Brano di lettura:
⟨

IL GIUDIZIO SUI REATI DEL PRESIDENTE DELLA REPUBBLICA, DAVANTI ALLA CORTE COSTITUZIONALE ITALIANA

di Avv. Yulhma V. Balderas Ortiz
Dottore di ricerca in Diritto pubblico, Università degli Studi di Roma “Tor Vergata”

 

Tra le altre attribuzioni conferite alla Corte costituzionale[1] si deve annoverare quella di natura residuale[2], ovvero la competenza sul giudizio sui reati del Presidente della Repubblica. Il Capo dello Stato non è responsabile degli atti compiuti nell’esercizio delle sue funzioni eccetto che per “alto tradimento” e “attentato alla Costituzione”. Tale attribuzione della Corte, peraltro mai attivata, può essere letta come una forma di garanzia ulteriore apprestata nell’ordinamento costituzionale[3].

⟩

Righe disponibili:
⟨

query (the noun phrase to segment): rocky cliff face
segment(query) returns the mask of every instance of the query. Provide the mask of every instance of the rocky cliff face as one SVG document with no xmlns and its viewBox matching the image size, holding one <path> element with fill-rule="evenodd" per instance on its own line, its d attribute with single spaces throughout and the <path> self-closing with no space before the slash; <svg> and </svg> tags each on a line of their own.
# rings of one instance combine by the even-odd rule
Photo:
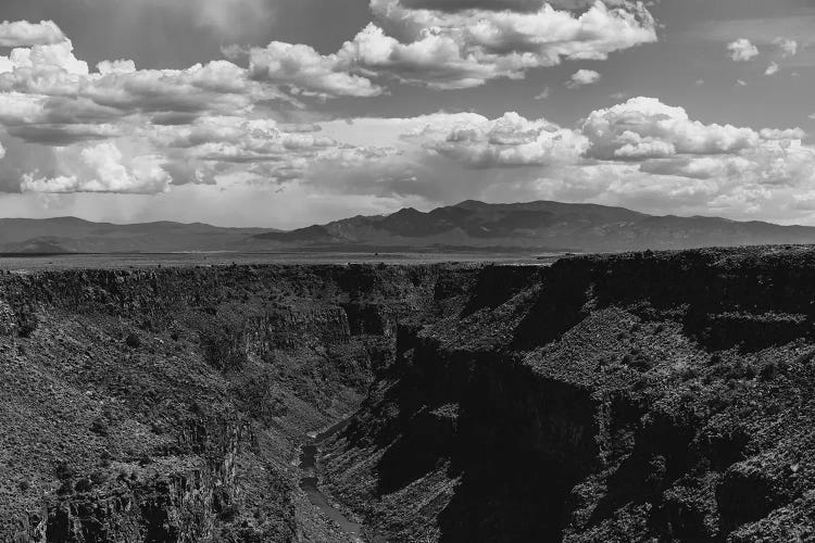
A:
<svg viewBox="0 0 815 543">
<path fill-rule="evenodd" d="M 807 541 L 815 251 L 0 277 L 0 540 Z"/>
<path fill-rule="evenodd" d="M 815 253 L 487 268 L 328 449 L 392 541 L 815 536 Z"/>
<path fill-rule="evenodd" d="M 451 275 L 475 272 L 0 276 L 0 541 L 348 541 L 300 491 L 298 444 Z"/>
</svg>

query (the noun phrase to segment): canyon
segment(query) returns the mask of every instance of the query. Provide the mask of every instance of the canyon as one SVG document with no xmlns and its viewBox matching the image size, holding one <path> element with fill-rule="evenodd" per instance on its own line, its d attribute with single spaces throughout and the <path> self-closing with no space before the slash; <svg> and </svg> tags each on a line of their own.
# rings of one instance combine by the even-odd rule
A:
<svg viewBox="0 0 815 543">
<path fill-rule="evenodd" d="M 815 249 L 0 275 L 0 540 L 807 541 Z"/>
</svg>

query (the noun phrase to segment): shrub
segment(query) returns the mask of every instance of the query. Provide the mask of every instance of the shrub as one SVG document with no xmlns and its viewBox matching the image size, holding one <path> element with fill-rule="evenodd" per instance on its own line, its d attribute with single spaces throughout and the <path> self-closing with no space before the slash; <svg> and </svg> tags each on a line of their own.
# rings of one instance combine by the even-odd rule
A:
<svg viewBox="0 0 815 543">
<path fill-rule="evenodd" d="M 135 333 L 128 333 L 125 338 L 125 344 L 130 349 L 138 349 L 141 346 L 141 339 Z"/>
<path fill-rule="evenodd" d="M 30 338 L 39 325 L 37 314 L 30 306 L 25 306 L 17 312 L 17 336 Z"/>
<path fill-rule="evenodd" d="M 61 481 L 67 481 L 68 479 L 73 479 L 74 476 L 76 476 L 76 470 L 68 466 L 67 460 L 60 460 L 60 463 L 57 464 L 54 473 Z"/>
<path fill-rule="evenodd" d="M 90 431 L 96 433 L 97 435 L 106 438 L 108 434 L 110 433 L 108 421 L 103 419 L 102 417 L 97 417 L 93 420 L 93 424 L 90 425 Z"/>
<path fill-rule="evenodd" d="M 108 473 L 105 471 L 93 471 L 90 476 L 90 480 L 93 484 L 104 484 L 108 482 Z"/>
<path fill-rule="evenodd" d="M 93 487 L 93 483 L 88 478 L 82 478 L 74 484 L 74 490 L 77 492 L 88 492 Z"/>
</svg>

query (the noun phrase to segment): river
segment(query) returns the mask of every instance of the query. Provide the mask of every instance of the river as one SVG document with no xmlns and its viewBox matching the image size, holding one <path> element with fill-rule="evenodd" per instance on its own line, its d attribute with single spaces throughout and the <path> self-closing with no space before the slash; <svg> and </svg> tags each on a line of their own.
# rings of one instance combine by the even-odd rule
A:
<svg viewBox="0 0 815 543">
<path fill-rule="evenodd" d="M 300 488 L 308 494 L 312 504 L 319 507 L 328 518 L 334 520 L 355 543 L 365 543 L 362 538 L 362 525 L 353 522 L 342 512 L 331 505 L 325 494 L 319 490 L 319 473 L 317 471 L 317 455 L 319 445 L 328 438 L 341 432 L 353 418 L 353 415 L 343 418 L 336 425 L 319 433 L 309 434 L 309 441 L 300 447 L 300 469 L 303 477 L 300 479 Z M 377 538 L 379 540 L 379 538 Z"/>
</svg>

⟩
⟨

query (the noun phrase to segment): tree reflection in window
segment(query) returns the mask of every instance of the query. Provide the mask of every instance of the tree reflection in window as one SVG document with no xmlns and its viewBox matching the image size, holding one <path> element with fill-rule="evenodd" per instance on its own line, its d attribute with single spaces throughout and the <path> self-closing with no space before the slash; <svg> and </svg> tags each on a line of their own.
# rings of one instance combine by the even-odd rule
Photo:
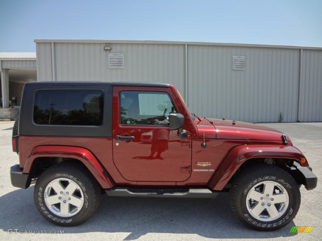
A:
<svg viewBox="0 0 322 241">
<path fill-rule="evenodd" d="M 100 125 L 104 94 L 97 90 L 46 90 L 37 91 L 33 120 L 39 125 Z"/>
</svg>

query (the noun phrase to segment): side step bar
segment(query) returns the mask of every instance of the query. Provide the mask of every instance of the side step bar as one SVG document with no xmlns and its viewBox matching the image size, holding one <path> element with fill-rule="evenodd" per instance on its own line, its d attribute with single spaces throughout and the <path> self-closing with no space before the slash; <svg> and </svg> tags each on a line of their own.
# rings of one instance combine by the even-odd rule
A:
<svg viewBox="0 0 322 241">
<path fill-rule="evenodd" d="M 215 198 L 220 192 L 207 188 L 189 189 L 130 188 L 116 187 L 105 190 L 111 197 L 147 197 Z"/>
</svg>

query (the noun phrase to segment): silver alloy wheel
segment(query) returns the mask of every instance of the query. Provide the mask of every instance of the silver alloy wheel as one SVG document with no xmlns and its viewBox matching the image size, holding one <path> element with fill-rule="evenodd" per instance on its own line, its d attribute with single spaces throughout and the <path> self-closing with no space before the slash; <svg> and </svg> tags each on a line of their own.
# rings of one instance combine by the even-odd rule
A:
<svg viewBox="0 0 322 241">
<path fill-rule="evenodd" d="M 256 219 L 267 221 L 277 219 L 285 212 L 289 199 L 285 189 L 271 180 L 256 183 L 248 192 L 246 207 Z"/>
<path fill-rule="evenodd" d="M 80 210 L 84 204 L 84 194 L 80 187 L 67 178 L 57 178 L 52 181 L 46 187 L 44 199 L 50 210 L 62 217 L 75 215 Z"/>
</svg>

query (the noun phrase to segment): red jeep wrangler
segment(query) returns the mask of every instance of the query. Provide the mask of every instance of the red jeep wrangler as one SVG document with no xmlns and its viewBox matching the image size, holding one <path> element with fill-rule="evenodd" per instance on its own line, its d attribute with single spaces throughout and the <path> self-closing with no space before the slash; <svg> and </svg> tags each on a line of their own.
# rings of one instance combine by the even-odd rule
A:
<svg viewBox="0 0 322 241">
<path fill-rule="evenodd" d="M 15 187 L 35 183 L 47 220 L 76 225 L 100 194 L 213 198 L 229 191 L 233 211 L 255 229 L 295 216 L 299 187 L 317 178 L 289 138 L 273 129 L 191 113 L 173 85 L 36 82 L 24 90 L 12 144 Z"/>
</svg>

⟩
⟨

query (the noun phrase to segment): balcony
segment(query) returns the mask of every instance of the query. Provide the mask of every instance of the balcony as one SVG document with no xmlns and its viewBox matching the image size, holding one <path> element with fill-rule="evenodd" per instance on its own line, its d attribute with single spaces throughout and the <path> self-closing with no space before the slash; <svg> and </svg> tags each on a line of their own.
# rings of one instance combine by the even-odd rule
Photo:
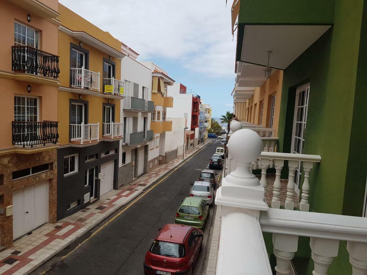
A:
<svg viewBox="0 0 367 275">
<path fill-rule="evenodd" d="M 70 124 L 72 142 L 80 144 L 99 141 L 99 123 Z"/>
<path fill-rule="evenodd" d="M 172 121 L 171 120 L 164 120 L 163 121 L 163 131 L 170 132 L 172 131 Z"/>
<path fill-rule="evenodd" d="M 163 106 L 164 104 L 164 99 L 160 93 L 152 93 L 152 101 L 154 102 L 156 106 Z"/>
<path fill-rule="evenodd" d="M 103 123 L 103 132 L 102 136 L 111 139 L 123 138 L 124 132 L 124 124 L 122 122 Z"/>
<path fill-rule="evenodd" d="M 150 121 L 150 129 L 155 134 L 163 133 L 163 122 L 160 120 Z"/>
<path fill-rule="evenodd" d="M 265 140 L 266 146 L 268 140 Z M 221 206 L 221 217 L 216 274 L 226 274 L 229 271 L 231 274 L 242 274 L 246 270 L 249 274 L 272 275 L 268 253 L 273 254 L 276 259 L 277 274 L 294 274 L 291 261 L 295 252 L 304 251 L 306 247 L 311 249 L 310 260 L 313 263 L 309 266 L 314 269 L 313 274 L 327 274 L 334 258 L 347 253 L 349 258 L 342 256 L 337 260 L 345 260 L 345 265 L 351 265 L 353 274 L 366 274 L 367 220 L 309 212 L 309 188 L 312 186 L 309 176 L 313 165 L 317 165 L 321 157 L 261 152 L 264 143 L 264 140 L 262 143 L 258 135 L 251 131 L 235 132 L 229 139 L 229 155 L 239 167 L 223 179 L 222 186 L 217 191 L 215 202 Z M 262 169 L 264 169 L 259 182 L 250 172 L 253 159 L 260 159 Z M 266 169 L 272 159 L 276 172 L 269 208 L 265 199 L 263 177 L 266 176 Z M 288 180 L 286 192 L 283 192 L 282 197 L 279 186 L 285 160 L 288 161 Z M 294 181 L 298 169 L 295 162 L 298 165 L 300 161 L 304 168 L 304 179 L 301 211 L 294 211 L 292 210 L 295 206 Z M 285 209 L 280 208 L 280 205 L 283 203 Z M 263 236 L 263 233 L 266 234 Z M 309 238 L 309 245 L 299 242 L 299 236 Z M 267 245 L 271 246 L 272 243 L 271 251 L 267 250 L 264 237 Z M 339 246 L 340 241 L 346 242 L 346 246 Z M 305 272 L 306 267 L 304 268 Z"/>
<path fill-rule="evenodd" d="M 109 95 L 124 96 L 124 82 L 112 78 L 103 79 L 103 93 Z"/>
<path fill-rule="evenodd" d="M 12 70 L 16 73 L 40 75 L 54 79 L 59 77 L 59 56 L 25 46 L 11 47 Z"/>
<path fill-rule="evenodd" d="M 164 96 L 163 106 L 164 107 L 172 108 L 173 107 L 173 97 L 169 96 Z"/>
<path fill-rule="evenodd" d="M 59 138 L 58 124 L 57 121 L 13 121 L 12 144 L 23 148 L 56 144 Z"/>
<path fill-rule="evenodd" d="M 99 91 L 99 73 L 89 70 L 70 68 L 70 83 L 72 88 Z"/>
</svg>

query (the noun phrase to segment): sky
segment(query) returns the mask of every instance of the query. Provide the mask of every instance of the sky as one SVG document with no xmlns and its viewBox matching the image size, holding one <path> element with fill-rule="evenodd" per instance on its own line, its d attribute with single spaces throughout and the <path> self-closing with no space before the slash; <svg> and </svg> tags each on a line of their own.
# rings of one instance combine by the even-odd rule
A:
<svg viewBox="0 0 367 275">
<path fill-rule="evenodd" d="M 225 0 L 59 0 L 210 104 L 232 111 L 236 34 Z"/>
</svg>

⟩

Compiti richiesti:
- A) Estrai senza alcuna modifica le righe che partono da quella contenente "query (the noun phrase to segment): balcony" e arrivano a quella contenente "172 121 L 171", entrambe comprese, lasciando fuori le immagini.
- B) Prosegui il testo sul giudizio dei reati del Presidente della Repubblica a partire dal punto in cui si interrompe.
Le righe non hanno alcun legame con il testo sul giudizio dei reati del Presidente della Repubblica.

Risultati per compito:
- A)
query (the noun phrase to segment): balcony
segment(query) returns the mask of every instance of the query. Provide the mask of every instance of the balcony as one SVG document with no xmlns and its viewBox matching the image size, holding one <path> element with fill-rule="evenodd" per instance on its own line, its d attribute with single spaces throughout and the <path> self-closing with no space before the slash; <svg> and </svg> tags each on a line of their own.
# rings of one instance combine by the even-odd rule
Photo:
A:
<svg viewBox="0 0 367 275">
<path fill-rule="evenodd" d="M 70 124 L 72 142 L 80 144 L 99 141 L 99 123 Z"/>
<path fill-rule="evenodd" d="M 172 121 L 171 120 L 164 120 L 163 121 L 163 131 L 170 132 L 172 131 Z"/>

- B)
La forma di “giustizia politica[4]”, nasce con il principio della irresponsabilità del Capo dello Stato o del Re, il quale per definizione “non può far male”. Questo principio ha radici nell’istituto dell’impechment anglosassone[5], sviluppatosi in Inghilterra nel Medioevo, come controllo delle Camere nei consiglieri del Re. L’impeachment si è poi radicato nel sistema presidenziale[6] degli Stati Uniti, come strumento per far valere la responsabilità politica del Presidente, eventualmente rimuovendolo dalla carica.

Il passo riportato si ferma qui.